Text shown:
If Parkinson continues to play in a defensive manner, he will lose even more support. All season long we’ve heard – and believed – that we have a talented squad in a false position. Midtable standard at worst, not relegation fodder. We therefore shouldn’t be limiting the ability available by playing too much like a relegation-threatened team. Going to Crewe and playing with two holding midfielders – at the cost of leaving attacking players heavily isolated – was not the way we want to go down fighting. As good as this defence is, it isn’t solid enough to grind out 0-0 draws or lay on the platform for scrappy 1-0 wins.
So I, and others, want City to go for it more. Of course we can’t be too gung ho and – against promotion challenging opposition in Gillingham tomorrow, who have recovered from a mid-season dip – we need to be wary of their threat. But we should equally take pride in a 10-match home unbeaten run and know that the Gills will fear a difficult afternoon from us. Remember how much success we had playing attacking football over Christmas against Crewe and Shrewsbury?
Jon McLaughlin keeps goal as he continues his solid form, in front of a back four that will hopefully be unchanged. Matt Fry looked promising at left back midweek and will retain his place because Marcel Seip is still injured, while on the right Simon Ramsden’s obvious leadership skills are a big plus. In the centre Luke Oliver and Andrew Davies pick themselves, though curiously the latter has made a few mistakes in recent weeks – such as the penalty conceded at Crewe – despite some outstanding performances.
In midfield we could see David Syers or Ritchie Jones – assuming they are fit – partnering Lee Bullock or, more likely, Ricky Ravenhill. Michael Flynn could be in Parkinson’s thoughts too, but I hope that we don’t see two holding midfielders again. Syers and Jones are box-to-box players, with Jones in particular solid defensively. They can do the work of Bullock or Ravenhill, while also getting forward more to support the attack.
Depending on when his expectant partner goes into labour, Kyel Reid either continues on the left or spends Saturday at the hospital; with the right wing proving to be a headache as Deane Smalley and Will Atkinson struggle to impress. Craig Fagan – ill midweek and sent home in a taxi – will hopefully feature instead, though is said to be doubtful. Andy Haworth may also be in contention if Reid is unavailable. What of Chris Mitchell too, said to have impressed in a second team friendly midweek?
Up front, the James Hanson/Chris Dagnall partnership is showing promise. Dagnall has good movement on and off the ball, though in comparison to Nahki Wells seems to conserve his energy rather than chase every lost cause. He is probably a good role model for Wells to learn from as the Bermudian looks to continue his impressive progress.
So Dagnall, if you like, is a thinking man’s Wells. But tomorrow all eyes will be on the man dubbed the Thinking Man’s Taylor and how he reacts to the growing pressure that is on his shoulders. Parkinson has, in my view, done a lot of good for this club since he joined. And I still retain faith in his managerial ability. It’s going to take time to get to where we ultimately want to be, and despite recent set backs I have confidence he will get us there.
But there is no doubt he and City need a good few days. Otherwise – just like Taylor – he may find that the rising negativity is too much of a hindrance for him to take the club forwards.

The data:
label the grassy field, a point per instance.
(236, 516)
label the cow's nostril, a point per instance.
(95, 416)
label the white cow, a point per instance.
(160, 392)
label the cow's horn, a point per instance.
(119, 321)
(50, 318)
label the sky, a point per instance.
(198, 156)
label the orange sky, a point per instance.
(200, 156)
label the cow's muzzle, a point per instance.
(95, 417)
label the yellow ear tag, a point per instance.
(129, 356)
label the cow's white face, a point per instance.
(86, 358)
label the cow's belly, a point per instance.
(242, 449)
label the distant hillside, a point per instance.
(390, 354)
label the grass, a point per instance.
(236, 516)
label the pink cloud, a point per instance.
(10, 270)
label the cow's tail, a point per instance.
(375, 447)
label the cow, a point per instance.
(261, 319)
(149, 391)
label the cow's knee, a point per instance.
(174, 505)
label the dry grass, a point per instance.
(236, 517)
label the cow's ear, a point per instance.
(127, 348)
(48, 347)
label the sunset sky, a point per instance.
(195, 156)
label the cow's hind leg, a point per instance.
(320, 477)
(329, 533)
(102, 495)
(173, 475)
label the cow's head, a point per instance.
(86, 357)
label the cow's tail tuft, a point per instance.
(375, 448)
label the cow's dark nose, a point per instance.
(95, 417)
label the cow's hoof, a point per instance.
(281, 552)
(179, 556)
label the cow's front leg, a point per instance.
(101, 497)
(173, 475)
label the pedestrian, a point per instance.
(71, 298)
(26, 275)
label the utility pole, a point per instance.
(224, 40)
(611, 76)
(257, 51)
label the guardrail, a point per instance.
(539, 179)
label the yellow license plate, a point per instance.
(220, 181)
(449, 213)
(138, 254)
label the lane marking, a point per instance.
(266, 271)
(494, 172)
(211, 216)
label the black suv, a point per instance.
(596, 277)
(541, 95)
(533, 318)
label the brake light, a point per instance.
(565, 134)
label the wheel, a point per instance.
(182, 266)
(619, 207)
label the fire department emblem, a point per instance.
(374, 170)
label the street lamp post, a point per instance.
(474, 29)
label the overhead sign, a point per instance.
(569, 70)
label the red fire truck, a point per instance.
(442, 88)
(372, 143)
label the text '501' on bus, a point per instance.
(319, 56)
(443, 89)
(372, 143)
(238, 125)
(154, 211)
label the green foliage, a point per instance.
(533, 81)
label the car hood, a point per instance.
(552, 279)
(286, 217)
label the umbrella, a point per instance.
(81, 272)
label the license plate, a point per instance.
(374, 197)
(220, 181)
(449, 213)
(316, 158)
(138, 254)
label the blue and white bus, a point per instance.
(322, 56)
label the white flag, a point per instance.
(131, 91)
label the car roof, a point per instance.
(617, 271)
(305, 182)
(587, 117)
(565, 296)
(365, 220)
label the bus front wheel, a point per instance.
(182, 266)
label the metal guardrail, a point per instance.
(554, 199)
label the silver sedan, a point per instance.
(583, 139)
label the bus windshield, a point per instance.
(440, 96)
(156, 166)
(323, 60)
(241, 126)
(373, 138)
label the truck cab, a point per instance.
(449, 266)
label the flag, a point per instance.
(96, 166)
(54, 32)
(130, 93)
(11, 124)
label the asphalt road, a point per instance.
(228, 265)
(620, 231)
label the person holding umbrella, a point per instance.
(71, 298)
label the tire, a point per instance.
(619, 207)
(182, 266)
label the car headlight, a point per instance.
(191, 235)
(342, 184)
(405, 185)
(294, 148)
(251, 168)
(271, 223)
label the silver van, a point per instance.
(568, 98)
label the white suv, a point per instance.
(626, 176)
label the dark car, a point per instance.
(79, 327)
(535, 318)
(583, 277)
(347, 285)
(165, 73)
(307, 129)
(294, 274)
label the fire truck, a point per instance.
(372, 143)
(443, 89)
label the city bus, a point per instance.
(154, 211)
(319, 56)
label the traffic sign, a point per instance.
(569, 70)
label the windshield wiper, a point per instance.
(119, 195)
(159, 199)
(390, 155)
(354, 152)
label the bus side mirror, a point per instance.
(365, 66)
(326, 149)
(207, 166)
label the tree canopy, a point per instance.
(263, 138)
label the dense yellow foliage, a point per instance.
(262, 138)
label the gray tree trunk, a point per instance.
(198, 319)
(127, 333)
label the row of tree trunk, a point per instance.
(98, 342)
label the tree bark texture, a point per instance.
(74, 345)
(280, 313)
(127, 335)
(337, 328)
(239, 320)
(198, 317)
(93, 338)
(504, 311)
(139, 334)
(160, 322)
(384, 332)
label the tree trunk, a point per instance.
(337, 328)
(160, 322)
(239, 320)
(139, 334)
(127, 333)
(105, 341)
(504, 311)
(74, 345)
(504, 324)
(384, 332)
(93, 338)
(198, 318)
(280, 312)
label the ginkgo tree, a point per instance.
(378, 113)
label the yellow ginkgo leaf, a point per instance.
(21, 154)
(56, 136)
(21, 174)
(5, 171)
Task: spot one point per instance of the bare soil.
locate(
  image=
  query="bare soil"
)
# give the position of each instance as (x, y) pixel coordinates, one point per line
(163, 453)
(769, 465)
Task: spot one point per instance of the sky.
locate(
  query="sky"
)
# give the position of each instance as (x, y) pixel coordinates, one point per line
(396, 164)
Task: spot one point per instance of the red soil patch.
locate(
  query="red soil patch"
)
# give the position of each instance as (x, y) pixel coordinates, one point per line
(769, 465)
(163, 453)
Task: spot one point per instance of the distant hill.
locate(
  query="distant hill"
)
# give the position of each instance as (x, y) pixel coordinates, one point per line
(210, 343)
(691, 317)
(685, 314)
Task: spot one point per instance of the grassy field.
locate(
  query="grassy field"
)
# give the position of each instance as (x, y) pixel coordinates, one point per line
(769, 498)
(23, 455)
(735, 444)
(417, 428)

...

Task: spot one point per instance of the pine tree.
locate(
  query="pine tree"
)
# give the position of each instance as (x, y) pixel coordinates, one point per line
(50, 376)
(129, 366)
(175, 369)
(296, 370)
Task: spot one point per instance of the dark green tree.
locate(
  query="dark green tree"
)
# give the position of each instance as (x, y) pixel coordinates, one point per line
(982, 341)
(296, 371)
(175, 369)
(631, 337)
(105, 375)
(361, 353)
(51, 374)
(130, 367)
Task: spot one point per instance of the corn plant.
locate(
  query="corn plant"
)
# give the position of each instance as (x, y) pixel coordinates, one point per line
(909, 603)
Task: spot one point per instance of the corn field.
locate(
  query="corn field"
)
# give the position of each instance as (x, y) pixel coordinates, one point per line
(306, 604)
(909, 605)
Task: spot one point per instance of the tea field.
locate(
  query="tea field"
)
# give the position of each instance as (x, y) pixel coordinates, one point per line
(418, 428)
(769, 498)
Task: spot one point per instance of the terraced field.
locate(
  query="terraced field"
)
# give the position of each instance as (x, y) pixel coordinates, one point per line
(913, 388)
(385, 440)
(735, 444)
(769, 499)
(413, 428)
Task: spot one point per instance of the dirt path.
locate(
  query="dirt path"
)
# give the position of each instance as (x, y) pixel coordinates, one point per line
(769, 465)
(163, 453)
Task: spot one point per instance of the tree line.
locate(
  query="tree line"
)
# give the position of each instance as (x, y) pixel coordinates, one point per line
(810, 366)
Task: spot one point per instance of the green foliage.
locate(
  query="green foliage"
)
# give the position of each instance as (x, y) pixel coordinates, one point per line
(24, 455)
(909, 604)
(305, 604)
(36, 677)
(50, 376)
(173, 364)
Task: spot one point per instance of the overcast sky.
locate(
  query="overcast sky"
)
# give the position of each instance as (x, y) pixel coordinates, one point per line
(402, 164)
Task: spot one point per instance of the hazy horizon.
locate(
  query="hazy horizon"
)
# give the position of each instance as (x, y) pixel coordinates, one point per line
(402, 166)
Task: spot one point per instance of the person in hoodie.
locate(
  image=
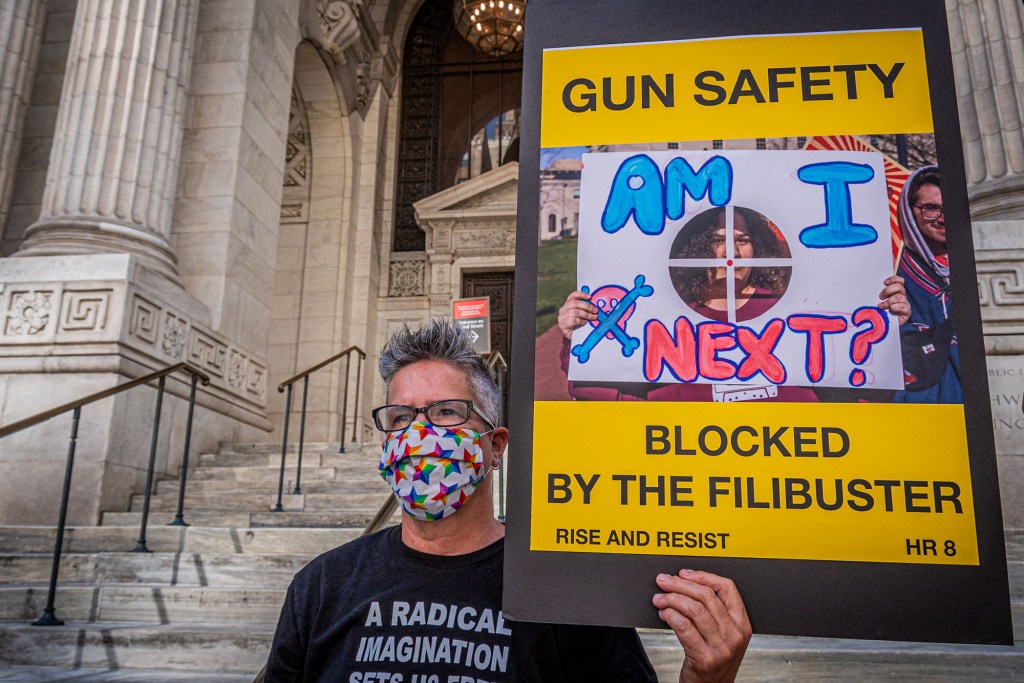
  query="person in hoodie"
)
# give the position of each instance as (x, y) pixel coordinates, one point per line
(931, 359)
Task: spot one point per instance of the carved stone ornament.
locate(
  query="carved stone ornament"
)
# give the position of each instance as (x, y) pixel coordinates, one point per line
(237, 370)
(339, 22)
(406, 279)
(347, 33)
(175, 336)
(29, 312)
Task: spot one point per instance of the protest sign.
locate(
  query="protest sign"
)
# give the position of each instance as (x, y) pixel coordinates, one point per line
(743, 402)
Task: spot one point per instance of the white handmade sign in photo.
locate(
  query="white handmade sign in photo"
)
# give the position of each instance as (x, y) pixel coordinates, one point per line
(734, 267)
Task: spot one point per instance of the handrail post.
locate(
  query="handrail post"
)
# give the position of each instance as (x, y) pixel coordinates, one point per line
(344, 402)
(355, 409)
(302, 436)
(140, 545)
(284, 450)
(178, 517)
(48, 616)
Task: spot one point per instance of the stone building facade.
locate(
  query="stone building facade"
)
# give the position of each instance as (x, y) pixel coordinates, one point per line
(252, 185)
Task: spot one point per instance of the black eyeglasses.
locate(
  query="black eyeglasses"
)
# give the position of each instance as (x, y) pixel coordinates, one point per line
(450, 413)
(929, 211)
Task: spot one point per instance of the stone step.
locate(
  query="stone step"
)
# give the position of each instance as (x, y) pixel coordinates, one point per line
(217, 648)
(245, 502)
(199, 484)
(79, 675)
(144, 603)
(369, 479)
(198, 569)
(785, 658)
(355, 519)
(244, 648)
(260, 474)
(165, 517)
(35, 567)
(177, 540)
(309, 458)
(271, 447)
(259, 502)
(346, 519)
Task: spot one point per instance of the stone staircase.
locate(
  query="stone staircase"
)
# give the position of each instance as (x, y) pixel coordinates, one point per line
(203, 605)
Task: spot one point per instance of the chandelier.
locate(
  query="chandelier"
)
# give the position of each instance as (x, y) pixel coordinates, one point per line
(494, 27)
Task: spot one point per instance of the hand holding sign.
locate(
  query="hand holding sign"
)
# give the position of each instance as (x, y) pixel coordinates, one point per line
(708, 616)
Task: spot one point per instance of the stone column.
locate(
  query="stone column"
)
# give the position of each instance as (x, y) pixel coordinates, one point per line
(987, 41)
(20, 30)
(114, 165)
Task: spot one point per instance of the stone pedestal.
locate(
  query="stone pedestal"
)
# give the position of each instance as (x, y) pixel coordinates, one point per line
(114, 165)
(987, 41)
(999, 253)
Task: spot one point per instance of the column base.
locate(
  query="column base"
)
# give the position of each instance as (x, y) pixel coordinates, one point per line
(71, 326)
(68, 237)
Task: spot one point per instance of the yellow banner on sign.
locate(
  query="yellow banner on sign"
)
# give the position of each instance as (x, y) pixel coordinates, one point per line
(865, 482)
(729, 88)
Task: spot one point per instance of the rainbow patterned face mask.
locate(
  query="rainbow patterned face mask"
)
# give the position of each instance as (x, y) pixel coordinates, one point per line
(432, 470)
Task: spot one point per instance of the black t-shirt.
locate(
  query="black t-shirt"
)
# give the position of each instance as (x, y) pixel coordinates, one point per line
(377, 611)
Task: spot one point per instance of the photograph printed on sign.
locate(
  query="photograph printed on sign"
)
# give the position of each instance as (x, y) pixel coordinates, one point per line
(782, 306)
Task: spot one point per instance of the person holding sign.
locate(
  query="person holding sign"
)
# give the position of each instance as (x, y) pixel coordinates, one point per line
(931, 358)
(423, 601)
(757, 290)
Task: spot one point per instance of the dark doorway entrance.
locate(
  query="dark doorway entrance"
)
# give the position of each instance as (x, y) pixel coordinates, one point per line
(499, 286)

Exercises to complete:
**1.** Decide whether each statement agrees with the match preview: (a) Matt Fry keeps his place at left back because Marcel Seip is injured; (b) the writer wants to see two holding midfielders again; (c) Craig Fagan is said to be certain to play. Answer yes or no for each, quoting the deciding words from the match preview.
**2.** Quote the match preview word for word, starting with "So I, and others, want" and going on through "Crewe and Shrewsbury?".

Solutions to the tasks:
**1.**
(a) Yes: "will retain his place because Marcel Seip is still injured"
(b) No: "I hope that we don’t see two holding midfielders again"
(c) No: "though is said to be doubtful"

**2.**
So I, and others, want City to go for it more. Of course we can’t be too gung ho and – against promotion challenging opposition in Gillingham tomorrow, who have recovered from a mid-season dip – we need to be wary of their threat. But we should equally take pride in a 10-match home unbeaten run and know that the Gills will fear a difficult afternoon from us. Remember how much success we had playing attacking football over Christmas against Crewe and Shrewsbury?